_What is being asked_. Put this sentence from the text about the University of Žilina into Spanish: "The University of Žilina is the only university located in the northwest region of the Slovak Republic."

_Reading text_.
○ ○ ○
Public university in Žilina, Slovakia

The University of Žilina was established on 1 October 1953 as the College of Railways in Prague. In 1959, the institution changed its name to the University of Transport and moved to Žilina. As a result of the increasing role of communications within the curriculum and research orientation of the university, the name was amended to the University of Transport and Communications in 1980.

It was renamed again to the University of Žilina pursuant to the law passed by the Slovak National Council on 20 November 1996.

The University of Žilina is the only university located in the northwest region of the Slovak Republic. It provides education at all three levels of higher education both in full-time and part-time forms (Bachelor's degree, Engineer/Master's degree and Doctoral degree). All the university's faculties provide a supplementary course of pedagogical studies for students and graduates.

Over the last 57 years, more than 52,000 students have graduated from the university; 1662 of them have been awarded the Ph.D. degree.

The university has established contacts with many universities abroad. Professors and research workers at the university participate in international educational and research projects. These include the European Union projects TEMPUS, COPERNICUS, COST, LLP/ERASMUS, Leonardo da Vinci, than CEEPUS, National Scholarship Programme, DAAD. The academic staff are involved in cooperation within the EU's 6th and 7th Framework programmes.
○ ○ ○
_Data section_.
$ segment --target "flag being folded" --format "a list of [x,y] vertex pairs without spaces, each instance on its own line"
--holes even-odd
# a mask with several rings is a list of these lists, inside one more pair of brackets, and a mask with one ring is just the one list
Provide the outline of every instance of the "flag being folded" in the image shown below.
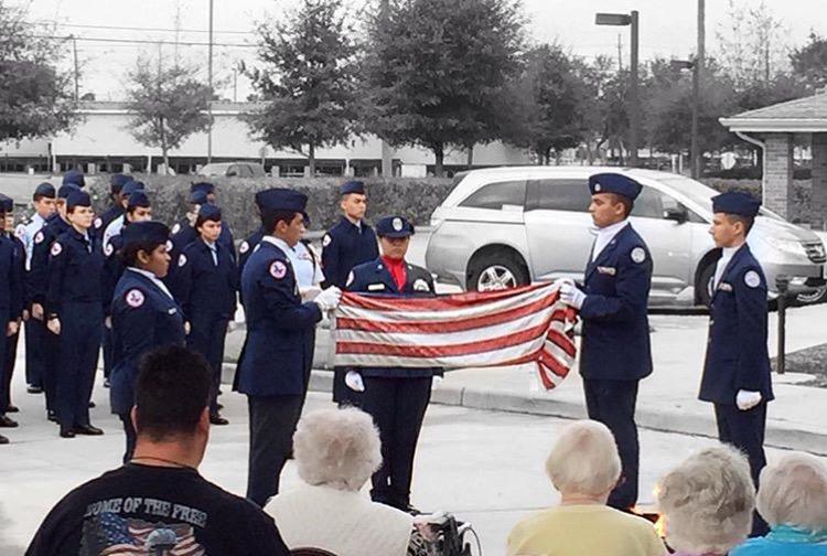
○ ○ ○
_Solution for this exercise_. La Universidad de Žilina es la única universidad situada en la región noroeste de la República Eslovaca.